__Exercise__
Your answer should be the exact lines of the records, starting with the one containing "Could you please pick out the twig" and running to the end.

__Supplied records__
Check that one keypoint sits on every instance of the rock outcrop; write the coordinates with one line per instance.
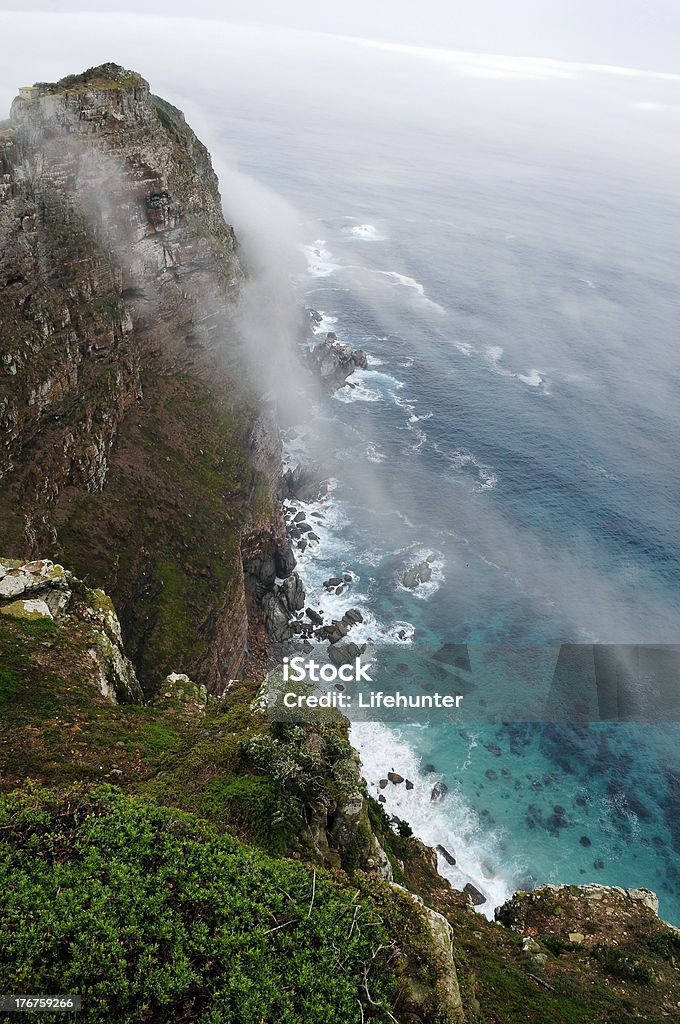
(335, 363)
(135, 449)
(41, 590)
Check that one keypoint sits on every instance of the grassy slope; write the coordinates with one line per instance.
(57, 730)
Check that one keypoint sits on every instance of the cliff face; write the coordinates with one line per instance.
(133, 448)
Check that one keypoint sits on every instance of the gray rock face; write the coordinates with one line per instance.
(476, 897)
(277, 619)
(421, 992)
(292, 593)
(285, 560)
(301, 482)
(335, 361)
(344, 653)
(41, 589)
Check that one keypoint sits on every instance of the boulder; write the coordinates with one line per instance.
(449, 857)
(335, 361)
(292, 593)
(352, 616)
(277, 619)
(439, 791)
(344, 653)
(285, 560)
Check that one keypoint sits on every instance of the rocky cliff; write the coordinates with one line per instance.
(134, 448)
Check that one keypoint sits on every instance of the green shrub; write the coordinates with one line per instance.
(153, 916)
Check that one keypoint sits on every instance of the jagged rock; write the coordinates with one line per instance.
(587, 915)
(353, 616)
(422, 572)
(334, 632)
(277, 619)
(345, 653)
(32, 608)
(302, 482)
(292, 592)
(335, 361)
(119, 266)
(178, 686)
(445, 994)
(476, 897)
(285, 560)
(439, 791)
(449, 857)
(344, 821)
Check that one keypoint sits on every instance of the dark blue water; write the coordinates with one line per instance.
(519, 422)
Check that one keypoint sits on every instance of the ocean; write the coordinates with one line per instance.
(507, 255)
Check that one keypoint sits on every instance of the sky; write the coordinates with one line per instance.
(632, 33)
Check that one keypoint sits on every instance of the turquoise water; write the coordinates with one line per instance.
(519, 422)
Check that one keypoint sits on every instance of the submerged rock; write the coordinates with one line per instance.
(422, 572)
(335, 361)
(439, 791)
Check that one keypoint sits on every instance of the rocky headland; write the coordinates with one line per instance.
(147, 534)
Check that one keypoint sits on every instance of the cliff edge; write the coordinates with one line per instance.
(133, 445)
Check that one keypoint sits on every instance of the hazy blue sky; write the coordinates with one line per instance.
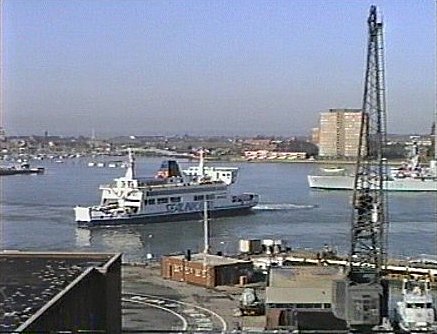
(208, 66)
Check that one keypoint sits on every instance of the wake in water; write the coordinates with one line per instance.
(283, 206)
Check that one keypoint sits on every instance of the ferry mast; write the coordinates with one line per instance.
(361, 297)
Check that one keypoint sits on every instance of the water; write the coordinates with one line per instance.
(37, 214)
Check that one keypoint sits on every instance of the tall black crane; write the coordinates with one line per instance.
(361, 297)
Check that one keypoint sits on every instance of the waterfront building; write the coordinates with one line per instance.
(339, 133)
(300, 298)
(206, 270)
(60, 292)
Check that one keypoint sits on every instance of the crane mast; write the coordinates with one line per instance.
(361, 297)
(369, 217)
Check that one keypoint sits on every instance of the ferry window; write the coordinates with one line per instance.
(198, 197)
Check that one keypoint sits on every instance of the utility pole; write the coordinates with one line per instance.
(361, 298)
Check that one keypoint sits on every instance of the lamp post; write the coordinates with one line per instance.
(149, 255)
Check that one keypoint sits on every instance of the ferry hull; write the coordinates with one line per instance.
(161, 218)
(342, 182)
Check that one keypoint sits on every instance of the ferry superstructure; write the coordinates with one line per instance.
(169, 196)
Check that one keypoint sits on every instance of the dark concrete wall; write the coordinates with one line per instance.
(91, 303)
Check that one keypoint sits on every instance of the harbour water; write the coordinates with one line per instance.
(36, 213)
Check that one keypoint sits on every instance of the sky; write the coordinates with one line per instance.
(212, 67)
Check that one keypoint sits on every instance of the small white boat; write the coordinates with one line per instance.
(333, 169)
(416, 313)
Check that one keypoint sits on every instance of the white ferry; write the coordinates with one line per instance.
(168, 196)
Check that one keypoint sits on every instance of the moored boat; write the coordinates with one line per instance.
(409, 177)
(168, 196)
(24, 168)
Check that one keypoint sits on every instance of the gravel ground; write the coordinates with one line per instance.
(147, 280)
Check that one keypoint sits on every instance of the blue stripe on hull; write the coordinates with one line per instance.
(146, 219)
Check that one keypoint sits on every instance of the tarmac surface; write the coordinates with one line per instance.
(153, 303)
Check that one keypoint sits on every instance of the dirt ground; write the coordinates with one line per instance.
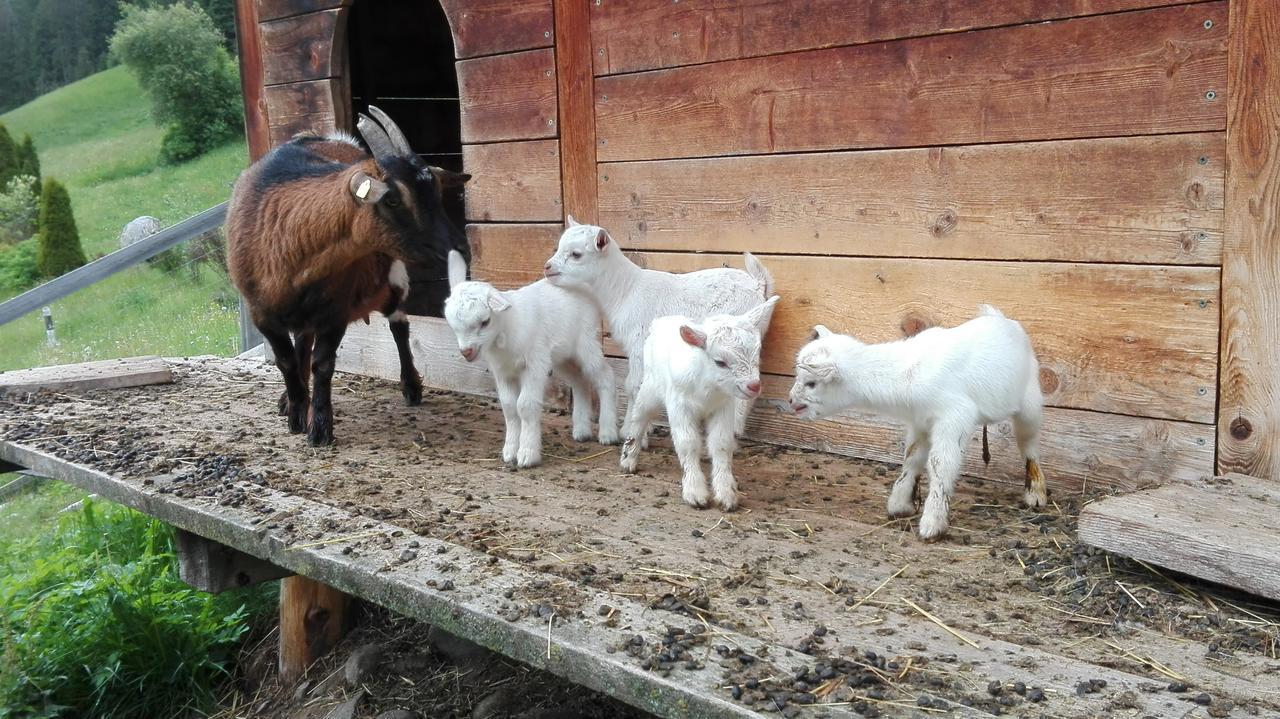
(809, 562)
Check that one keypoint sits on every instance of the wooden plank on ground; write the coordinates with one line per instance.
(643, 35)
(1248, 418)
(103, 374)
(1079, 449)
(488, 27)
(508, 96)
(1130, 73)
(490, 260)
(576, 108)
(1116, 200)
(304, 47)
(1129, 339)
(513, 182)
(1223, 531)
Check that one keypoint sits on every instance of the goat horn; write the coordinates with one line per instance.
(379, 143)
(393, 132)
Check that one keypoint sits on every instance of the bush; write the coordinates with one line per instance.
(59, 243)
(19, 205)
(181, 62)
(95, 622)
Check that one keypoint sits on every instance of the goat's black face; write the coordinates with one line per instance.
(415, 211)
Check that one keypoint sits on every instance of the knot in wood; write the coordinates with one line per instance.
(1240, 429)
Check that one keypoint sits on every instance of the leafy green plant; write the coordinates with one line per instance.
(181, 62)
(95, 622)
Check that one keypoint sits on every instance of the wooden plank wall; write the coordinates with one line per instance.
(1061, 160)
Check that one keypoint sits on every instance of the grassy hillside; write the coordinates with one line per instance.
(96, 136)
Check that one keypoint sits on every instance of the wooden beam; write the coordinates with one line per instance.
(1223, 531)
(103, 374)
(575, 86)
(1248, 418)
(312, 619)
(251, 77)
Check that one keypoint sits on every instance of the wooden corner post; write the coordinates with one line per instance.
(312, 619)
(1248, 418)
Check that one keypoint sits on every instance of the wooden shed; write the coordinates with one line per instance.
(1102, 170)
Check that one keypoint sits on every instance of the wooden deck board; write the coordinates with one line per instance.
(580, 539)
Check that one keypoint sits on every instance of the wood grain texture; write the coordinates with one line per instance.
(103, 374)
(1079, 449)
(1130, 73)
(1128, 339)
(488, 27)
(250, 56)
(575, 87)
(312, 619)
(492, 260)
(311, 105)
(1119, 200)
(304, 47)
(641, 35)
(277, 9)
(513, 181)
(1248, 421)
(1221, 531)
(508, 96)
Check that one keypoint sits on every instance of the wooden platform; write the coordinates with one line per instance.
(593, 575)
(1223, 531)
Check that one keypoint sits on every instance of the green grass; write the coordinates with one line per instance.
(96, 136)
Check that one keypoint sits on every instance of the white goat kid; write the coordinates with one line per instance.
(528, 334)
(589, 261)
(942, 384)
(699, 371)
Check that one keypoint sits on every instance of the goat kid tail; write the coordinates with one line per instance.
(762, 276)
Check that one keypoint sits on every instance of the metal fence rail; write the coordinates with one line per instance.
(114, 262)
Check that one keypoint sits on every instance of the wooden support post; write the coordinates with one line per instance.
(312, 619)
(576, 92)
(1248, 418)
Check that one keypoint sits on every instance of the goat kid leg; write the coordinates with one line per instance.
(508, 393)
(529, 407)
(946, 453)
(686, 435)
(295, 390)
(720, 442)
(901, 497)
(320, 430)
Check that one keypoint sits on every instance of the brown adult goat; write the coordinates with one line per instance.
(318, 234)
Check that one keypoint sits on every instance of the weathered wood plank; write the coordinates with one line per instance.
(490, 260)
(103, 374)
(1221, 531)
(1079, 449)
(277, 9)
(513, 181)
(312, 619)
(488, 27)
(1118, 200)
(300, 106)
(575, 90)
(1248, 418)
(508, 96)
(304, 47)
(643, 35)
(1127, 339)
(1132, 73)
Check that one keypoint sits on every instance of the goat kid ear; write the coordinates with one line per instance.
(366, 188)
(497, 302)
(457, 269)
(693, 337)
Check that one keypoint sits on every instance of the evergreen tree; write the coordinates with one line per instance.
(59, 251)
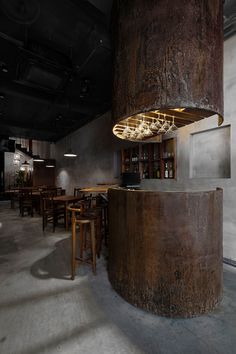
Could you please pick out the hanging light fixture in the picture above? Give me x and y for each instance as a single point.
(25, 164)
(50, 163)
(168, 66)
(37, 158)
(68, 151)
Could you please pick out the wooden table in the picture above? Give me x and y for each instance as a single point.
(97, 189)
(66, 200)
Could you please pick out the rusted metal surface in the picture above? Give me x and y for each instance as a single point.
(165, 250)
(167, 54)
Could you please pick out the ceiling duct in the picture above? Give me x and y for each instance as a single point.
(168, 65)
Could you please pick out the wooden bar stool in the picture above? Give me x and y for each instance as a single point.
(84, 243)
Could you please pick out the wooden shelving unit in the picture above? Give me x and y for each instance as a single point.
(151, 160)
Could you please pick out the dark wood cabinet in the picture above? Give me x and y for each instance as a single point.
(151, 160)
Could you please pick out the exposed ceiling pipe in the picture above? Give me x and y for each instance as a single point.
(12, 88)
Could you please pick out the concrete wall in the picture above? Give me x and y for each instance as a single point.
(96, 148)
(96, 162)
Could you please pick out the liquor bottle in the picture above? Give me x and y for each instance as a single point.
(166, 173)
(171, 172)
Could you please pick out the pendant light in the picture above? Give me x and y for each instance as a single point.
(68, 151)
(25, 164)
(168, 65)
(37, 158)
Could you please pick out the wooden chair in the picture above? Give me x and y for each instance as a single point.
(26, 202)
(87, 240)
(51, 213)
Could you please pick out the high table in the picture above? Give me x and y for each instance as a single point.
(103, 188)
(66, 200)
(165, 250)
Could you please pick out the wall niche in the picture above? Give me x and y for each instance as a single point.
(210, 153)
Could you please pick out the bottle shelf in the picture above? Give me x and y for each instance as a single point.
(152, 159)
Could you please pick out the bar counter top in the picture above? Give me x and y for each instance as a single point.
(165, 249)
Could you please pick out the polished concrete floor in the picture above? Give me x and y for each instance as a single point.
(43, 311)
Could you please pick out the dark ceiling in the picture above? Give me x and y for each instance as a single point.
(55, 64)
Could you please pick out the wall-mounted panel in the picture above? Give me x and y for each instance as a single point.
(210, 153)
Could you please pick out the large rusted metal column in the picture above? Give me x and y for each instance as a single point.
(165, 250)
(167, 55)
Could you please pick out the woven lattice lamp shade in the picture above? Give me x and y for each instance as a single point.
(168, 65)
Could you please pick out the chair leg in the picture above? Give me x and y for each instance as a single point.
(81, 240)
(93, 244)
(73, 250)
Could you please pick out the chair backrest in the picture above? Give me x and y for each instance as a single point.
(77, 191)
(47, 199)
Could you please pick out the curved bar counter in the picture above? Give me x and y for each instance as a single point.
(165, 250)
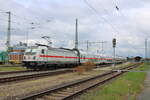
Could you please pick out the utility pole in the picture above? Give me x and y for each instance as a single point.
(9, 31)
(76, 36)
(145, 49)
(87, 46)
(102, 47)
(114, 52)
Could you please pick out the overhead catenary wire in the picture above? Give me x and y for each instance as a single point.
(104, 19)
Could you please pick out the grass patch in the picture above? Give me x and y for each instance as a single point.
(12, 68)
(126, 87)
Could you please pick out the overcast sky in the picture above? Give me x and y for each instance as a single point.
(99, 20)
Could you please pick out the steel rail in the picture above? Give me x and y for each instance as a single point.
(37, 75)
(59, 88)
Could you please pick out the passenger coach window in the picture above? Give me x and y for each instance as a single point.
(42, 51)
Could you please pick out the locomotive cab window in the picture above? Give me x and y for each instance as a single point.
(42, 51)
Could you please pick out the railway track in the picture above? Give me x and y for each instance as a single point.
(15, 72)
(34, 75)
(72, 90)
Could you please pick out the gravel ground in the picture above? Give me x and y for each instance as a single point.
(31, 86)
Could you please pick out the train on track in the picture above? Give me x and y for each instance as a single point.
(44, 57)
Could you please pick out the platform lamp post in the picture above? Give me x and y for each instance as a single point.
(114, 52)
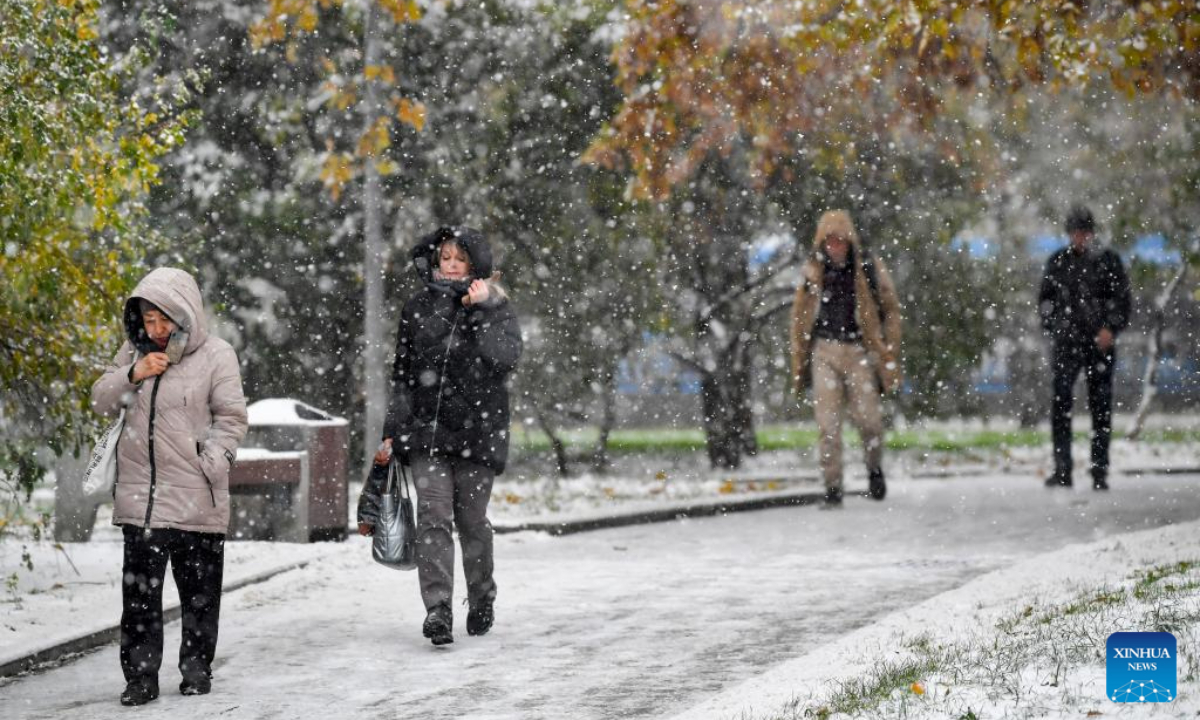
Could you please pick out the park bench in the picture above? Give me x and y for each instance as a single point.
(289, 480)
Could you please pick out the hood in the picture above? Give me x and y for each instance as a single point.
(835, 222)
(175, 293)
(472, 241)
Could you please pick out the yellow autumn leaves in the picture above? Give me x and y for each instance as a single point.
(286, 19)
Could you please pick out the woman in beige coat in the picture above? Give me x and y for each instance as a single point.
(185, 415)
(846, 341)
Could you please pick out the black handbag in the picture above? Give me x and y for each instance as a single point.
(394, 543)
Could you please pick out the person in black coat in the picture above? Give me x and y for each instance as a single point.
(1085, 303)
(449, 419)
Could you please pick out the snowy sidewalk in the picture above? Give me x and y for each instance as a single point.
(71, 600)
(639, 622)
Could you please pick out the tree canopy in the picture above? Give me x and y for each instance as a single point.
(76, 162)
(701, 76)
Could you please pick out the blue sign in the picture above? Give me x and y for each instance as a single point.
(1141, 667)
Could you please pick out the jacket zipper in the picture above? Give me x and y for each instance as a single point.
(198, 453)
(154, 471)
(442, 379)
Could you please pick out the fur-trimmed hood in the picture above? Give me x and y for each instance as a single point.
(479, 251)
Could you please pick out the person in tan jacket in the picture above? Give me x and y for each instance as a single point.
(846, 340)
(185, 414)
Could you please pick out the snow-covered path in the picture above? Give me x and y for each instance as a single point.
(639, 622)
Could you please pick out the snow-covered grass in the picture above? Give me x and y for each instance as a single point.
(942, 437)
(724, 617)
(1020, 643)
(1045, 657)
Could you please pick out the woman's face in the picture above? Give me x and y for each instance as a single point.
(453, 262)
(159, 327)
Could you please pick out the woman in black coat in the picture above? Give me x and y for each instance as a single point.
(449, 418)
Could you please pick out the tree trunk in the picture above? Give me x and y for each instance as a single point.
(375, 261)
(600, 460)
(1155, 352)
(556, 443)
(729, 421)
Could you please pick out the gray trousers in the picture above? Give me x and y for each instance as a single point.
(453, 493)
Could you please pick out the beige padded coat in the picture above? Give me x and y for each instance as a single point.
(183, 427)
(879, 323)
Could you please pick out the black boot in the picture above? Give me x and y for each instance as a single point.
(438, 624)
(481, 616)
(832, 499)
(196, 684)
(877, 487)
(139, 691)
(1059, 480)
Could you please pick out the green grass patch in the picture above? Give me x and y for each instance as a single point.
(865, 694)
(1147, 582)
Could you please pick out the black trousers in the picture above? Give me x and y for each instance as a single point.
(1068, 360)
(197, 561)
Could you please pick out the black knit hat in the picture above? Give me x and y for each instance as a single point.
(1080, 219)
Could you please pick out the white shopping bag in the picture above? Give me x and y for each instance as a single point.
(101, 474)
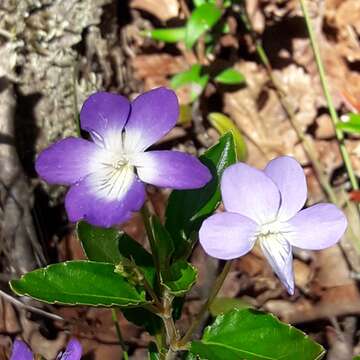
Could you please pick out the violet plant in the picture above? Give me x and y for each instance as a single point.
(106, 178)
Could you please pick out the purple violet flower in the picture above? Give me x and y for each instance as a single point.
(265, 206)
(21, 351)
(106, 175)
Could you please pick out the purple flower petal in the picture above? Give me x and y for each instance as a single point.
(172, 169)
(21, 351)
(278, 253)
(227, 235)
(153, 114)
(249, 192)
(86, 200)
(67, 161)
(104, 114)
(73, 351)
(317, 227)
(290, 179)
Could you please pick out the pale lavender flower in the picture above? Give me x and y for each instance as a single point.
(21, 351)
(265, 206)
(106, 175)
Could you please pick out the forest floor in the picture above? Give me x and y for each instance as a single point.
(106, 49)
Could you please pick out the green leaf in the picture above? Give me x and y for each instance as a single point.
(254, 335)
(79, 283)
(153, 352)
(180, 278)
(223, 305)
(202, 19)
(224, 124)
(113, 246)
(99, 244)
(167, 35)
(164, 246)
(144, 318)
(133, 251)
(193, 77)
(351, 124)
(187, 209)
(230, 76)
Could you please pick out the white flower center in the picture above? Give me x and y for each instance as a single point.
(270, 231)
(114, 177)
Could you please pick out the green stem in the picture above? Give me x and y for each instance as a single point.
(324, 83)
(76, 111)
(308, 145)
(118, 333)
(214, 291)
(146, 219)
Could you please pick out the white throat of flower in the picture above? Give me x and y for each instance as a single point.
(273, 240)
(114, 174)
(270, 230)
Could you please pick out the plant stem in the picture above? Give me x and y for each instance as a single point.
(214, 291)
(146, 219)
(324, 83)
(118, 333)
(307, 144)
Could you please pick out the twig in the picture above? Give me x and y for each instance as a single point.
(324, 83)
(118, 333)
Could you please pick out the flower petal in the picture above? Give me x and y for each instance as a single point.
(104, 114)
(67, 161)
(289, 177)
(278, 253)
(73, 351)
(227, 235)
(317, 227)
(87, 200)
(249, 192)
(172, 169)
(153, 114)
(21, 351)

__Answer box__
Could you please pick out the twig in the picture above? Give me x and y for each instance as a single point.
(324, 83)
(118, 333)
Could you please pick out the flower petal in the picture above? Give me x and y for each instance as a single point.
(104, 114)
(67, 161)
(289, 177)
(278, 253)
(73, 351)
(227, 235)
(317, 227)
(87, 200)
(249, 192)
(172, 169)
(153, 114)
(21, 351)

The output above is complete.